Directions for this task: Every entry must be echoed exactly.

======== Information shown ========

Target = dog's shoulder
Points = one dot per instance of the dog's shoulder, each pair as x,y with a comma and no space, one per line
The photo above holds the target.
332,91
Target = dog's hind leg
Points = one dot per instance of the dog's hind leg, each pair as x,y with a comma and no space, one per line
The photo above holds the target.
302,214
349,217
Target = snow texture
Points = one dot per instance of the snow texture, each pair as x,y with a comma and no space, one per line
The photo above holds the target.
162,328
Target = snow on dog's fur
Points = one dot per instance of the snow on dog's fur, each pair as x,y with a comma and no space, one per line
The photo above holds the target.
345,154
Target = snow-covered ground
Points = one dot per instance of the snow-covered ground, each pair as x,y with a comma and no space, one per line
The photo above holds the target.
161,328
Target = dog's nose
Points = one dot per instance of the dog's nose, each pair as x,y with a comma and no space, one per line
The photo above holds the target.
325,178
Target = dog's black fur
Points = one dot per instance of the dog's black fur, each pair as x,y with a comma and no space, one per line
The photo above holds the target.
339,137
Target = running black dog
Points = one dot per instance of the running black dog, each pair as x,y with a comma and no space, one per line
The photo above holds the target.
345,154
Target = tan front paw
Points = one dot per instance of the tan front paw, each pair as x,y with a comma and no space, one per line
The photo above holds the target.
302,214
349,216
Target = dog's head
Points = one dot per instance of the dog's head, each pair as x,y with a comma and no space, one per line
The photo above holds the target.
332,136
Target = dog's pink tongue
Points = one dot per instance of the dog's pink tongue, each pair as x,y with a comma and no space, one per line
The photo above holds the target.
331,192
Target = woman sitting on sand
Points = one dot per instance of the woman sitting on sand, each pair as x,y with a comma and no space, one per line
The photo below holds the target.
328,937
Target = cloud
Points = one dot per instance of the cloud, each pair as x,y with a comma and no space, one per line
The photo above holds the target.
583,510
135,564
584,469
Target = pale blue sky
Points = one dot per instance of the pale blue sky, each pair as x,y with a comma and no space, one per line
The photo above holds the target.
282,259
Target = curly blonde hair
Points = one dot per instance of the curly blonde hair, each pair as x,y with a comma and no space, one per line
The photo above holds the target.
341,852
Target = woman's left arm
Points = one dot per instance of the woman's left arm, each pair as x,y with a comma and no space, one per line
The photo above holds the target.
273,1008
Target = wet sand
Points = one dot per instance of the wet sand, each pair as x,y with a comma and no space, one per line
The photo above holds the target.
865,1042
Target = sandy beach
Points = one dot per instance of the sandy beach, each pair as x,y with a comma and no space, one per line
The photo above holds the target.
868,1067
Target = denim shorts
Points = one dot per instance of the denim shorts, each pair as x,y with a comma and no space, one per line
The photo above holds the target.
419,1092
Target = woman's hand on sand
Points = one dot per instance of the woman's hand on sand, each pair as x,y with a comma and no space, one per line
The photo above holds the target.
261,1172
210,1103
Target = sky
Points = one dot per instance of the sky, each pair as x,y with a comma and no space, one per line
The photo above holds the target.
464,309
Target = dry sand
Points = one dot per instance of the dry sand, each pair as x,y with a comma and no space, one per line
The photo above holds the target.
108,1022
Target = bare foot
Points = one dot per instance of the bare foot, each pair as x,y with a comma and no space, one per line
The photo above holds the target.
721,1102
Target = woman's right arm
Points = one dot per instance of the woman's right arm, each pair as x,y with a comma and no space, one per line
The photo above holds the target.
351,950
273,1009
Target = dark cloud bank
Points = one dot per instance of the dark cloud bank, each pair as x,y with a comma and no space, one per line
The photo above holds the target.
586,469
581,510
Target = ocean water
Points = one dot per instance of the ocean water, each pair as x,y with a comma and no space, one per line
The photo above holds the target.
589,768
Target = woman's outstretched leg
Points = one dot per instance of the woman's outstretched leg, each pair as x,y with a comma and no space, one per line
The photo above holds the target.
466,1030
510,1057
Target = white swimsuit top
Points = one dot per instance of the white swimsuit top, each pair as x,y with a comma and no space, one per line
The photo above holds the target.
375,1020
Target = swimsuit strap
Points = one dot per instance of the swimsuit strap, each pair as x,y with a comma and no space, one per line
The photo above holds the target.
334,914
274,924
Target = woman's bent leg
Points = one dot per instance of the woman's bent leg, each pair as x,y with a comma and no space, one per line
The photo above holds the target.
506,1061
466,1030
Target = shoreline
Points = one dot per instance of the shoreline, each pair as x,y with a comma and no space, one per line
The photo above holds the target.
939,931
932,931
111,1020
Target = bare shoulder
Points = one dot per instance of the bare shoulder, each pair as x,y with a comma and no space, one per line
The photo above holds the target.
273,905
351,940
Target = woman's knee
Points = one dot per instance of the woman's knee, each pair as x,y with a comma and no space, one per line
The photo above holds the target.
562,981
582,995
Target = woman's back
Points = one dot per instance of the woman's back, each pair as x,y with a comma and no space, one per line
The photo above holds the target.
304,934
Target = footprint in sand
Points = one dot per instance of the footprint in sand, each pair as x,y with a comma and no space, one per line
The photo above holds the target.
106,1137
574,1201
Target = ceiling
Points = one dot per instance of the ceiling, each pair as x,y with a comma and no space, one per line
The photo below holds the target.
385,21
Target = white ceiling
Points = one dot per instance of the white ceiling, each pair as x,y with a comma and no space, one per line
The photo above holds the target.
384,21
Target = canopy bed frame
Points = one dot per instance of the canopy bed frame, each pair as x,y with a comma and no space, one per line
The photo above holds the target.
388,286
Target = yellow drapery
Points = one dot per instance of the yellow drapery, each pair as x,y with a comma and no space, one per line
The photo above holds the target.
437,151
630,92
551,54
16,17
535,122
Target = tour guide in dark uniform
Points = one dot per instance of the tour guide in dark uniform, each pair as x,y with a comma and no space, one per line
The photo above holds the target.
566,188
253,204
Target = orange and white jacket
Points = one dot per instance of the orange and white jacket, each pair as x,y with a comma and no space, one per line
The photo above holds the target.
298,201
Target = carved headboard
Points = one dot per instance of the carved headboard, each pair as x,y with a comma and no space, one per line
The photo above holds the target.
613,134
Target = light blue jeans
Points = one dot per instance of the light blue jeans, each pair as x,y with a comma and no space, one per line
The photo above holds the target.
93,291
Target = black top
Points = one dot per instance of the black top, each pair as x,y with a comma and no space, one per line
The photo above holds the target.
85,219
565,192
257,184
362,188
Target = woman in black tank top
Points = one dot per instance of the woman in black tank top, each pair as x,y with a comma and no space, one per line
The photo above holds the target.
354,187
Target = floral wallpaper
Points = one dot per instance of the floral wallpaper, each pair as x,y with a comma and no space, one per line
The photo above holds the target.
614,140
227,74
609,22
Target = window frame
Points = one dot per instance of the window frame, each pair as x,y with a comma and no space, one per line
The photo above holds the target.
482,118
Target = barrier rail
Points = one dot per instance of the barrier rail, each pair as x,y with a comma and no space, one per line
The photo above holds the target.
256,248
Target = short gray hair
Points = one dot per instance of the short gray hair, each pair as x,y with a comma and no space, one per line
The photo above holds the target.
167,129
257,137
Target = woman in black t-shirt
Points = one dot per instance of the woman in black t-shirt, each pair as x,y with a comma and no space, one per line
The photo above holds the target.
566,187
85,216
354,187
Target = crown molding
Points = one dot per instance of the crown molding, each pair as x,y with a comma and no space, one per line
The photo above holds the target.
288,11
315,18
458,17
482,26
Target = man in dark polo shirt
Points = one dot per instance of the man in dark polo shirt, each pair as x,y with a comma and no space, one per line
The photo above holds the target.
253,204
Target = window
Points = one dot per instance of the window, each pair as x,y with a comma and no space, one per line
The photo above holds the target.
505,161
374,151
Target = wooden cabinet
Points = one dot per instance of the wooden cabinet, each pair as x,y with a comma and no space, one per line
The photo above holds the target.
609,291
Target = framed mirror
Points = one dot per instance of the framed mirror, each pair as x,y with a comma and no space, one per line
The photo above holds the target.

========

Exercise response:
Target = dog's shoulder
Points = one dot per instance of the dog's shoulder, each pair as x,y with a comma and no space, one per line
The photo above holds the target.
332,91
Target = dog's hind leg
Points = one dot per instance of the dog's hind leg, each pair as x,y with a comma and no space, one per line
The photo above holds the target.
302,214
349,217
Target = snow texture
Points = one dot per instance of the snow texture, each pair as x,y with a comma and no space, one per line
The photo above holds the target.
162,328
Target = snow on dog's fur
Points = one dot per instance of the snow on dog's fur, each pair as x,y with a comma and no space, one per line
The photo above holds the target.
345,154
Target = snow-covered ground
Points = one dot per instance of the snow-covered ground, each pair as x,y with a comma and no space, one per line
The photo above holds the target.
161,328
Target = dog's nose
Points = one dot per instance of the dog's nose, each pair as x,y with a comma and no space, one per line
The photo above holds the target.
325,178
Target = dog's black fur
Points = one dot per instance of the dog's black fur, each pair as x,y with a comma and no space, one per line
The photo above holds the target.
339,137
Target = running black dog
Points = one dot per instance of the running black dog, each pair as x,y with a comma and no space, one per line
The photo above holds the target.
345,154
Target = tan front paw
Points = one dot per instance of the tan front paw, each pair as x,y with a comma and no space, one per line
The photo above holds the target.
302,214
349,216
Target = dog's head
Points = one dot per instance of the dog's head, each pair as x,y with a comma and no space, one per line
The photo above holds the target.
332,136
Target = dog's pink tongue
Points = one dot per instance of the dog's pink tongue, each pair as x,y with a comma and no space, one per line
The photo above holds the target.
331,192
Target = woman sitting on sand
Points = one dot per instance of the woman sitting on sand, each pair as x,y with a comma and no space, one per line
The photo below holds the target.
328,937
Target = cloud
Points = one dot per instance of the cloud, each pair as x,y with a comma and no space, one per line
The photo above holds the target.
583,510
135,564
584,469
Target = pale blue sky
Points = one dot per instance of the pale blue sky, each pair as x,y with a comma and no space, one per line
The photo above holds the target.
282,259
Target = curly blonde hair
Points = one dot per instance of the curly blonde hair, each pair as x,y with a comma and no space, one per line
The photo above holds the target.
341,852
Target = woman's left arm
Points = one dot per instance of the woman's left arm, each pair as x,y with a comma and no space, one per line
The photo above holds the target.
273,1008
Target = wet sand
Points = one dot per instance of the wet sand, each pair as x,y with a comma and no space, one per line
The photo above holds the target.
865,1042
Target = sandy beach
Points = one dot per instance of the sandy beach, each pair as x,y with a comma and no space, one per line
The photo above holds the target.
868,1067
Target = denim shorts
Points = one dot per instance of the denim shorts, each pair as x,y with a comma and no space, one per line
The photo above holds the target.
419,1092
Target = woman's hand on sand
Points = one dot per instance of the woman's hand on sand, each pair as x,y with a comma and no space, one per line
The photo above holds the target.
261,1172
210,1103
Target = sky
Points = one dot per instance of the sky, each pair as x,y with a comma and no space, one per line
The photo above holds the target.
464,309
Target = dry sand
Points = one dot per instance of the dry sand, each pair as x,y with a comma and no space, one per line
The photo above holds the target.
108,1022
Target = bare foot
Points = one dot per instance of the bare foot, each pair as x,y with a comma and no space, one per line
The photo above holds the target.
721,1102
Target = woman's right arm
Points = one dot per instance of the woman's right arm, each pair as x,y with a comma and no space, one per line
The photo above holds the target.
351,950
273,1009
Target = dark cloud bank
Points = one dot per instance of the dark cloud bank, each pair as x,y with a comma and no space, one per line
The photo above holds the target.
586,469
581,510
Target = ocean water
Points = one dot per instance of the ocean water, each pair as x,y with a comma and no space, one per line
The photo above holds the target.
589,768
Target = woman's outstretched leg
Points = one dot per instance of the woman's outstretched leg, each pair as x,y with a comma and no space, one per line
The photo above holds the target.
466,1030
510,1057
Target = white swimsuit top
Points = one dot per instance of the white swimsuit top, each pair as x,y with a comma and no space, one per line
The photo above holds the target.
375,1020
Target = swimsuit strap
Points = one dot per instance of the swimsuit strap, each pair as x,y with a comma and no space, one per line
The photo above holds the target.
334,914
274,924
Target = woman's bent leg
Points = one dot per instance of the woman's bent leg, each pair as x,y with a comma and no space, one per line
The photo above holds the target.
506,1061
466,1030
Target = shoreline
Points = one dot per instance of the shoreline, each pair as x,y with a comma and no space, one per line
The photo above holds the target.
939,931
932,931
111,1020
Target = bare shoulder
Points = one dot per instance of the bare shoulder, each pair as x,y with a comma and no space, one per line
The photo above holds the target.
273,905
351,940
Target = woman's knee
Points = one dot per instance of the woman's knee, each pair as x,y with a comma and no space, one per line
The photo above holds the target.
562,981
582,995
Target = woman's back
Points = one dot per instance of the woman's back, each pair as x,y with a comma and no space, one per line
The photo above holds the target.
304,934
Target = footprint in sand
Points = one dot per instance of the footprint in sand, each pair as x,y with a comma and no space, one per line
The photo above holds the target.
106,1137
574,1201
Target = ceiling
Points = one dot per instance of the ceiling, each pair as x,y with a comma and no space, one per line
The photo below holds the target.
385,21
Target = white ceiling
Points = one dot per instance of the white ceiling, each pair as x,y with a comma and no space, one per line
The photo above holds the target.
384,21
Target = canopy bed frame
Points = one dot per instance of the canopy bed frame, each pair as x,y with a comma and no space, one per line
The photo above holds the target.
388,286
Target = yellow drapery
Points = one dot per instance of the yellow drapery, each pair as x,y with a comma and no space, one per line
The photo above holds the target.
437,151
630,92
551,54
16,17
535,122
Target = tour guide in dark uniform
Points = one dot per instance of the tour guide in dark uniform, each pair as x,y with a comma and no space, one per line
The photo above holds the target.
566,188
253,204
Target = orange and white jacket
Points = one dot per instance of the orange and white jacket, each pair as x,y with a comma and no space, one per line
The photo above holds the target.
298,201
Target = carved headboard
Points = one dot per instance of the carved headboard, each pair as x,y with a comma and no space, one per line
The photo above holds the target.
613,134
Target = light blue jeans
Points = one dot per instance of the light blue jeans, each pair as x,y with a comma and no space, one per line
The photo above holds the target.
93,291
Target = black top
Points = one dot per instance of the black top, each pair as x,y with a comma and no space, one per line
The photo above holds the target.
85,219
565,192
257,184
362,188
Target = woman in black tank top
Points = one dot per instance of the woman in black tank top, each pair as x,y with a comma and no space, one per line
The photo above holds the target.
354,187
Target = floral wallpaper
Points = one dot per instance of the floral wallpaper, each pair as x,y with a comma and no space, one per line
The photo above holds the target.
614,140
227,74
609,22
Target = window frame
Points = one dot per instance of the window frame, each pair as x,y with a comma and no space, one per line
The photo above holds the target.
482,118
Target = barrier rail
Points = one dot per instance of the barrier rail, each pair as x,y with a comma and no space, one per line
The photo above holds the target.
256,248
Target = short gray hair
Points = one dot per instance of the short gray hair, each pair as x,y with a comma and no space, one per line
The photo above holds the target.
167,129
257,137
Target = woman in black t-shirt
Points = one dot per instance of the woman in black t-shirt, each pair as x,y with a comma and no space, one per line
The photo above holds the target.
566,187
85,216
354,187
Target = crown molding
Points = one dot per instance of the crown molding, each pair as x,y with a comma and no space, one per line
The photo above holds the target.
288,11
315,18
458,17
482,26
Target = man in dark polo shirt
Points = one dot per instance of the man in dark polo shirt, each pair as x,y with a comma and no space, one per line
The photo above holds the target.
253,204
Target = window
Points = one dot per instance of the window, each pair as x,y with a comma and no space, one per line
The photo above holds the target.
505,161
374,151
Target = wooden cabinet
Points = one dot per instance of the wooden cabinet, each pair as x,y with a comma and no space, one per line
The photo above holds the target.
609,291
Target = framed mirror
Points = one dot per instance of the framed mirror, each pair as x,y with a comma and no space, one per line
The photo above holds the target.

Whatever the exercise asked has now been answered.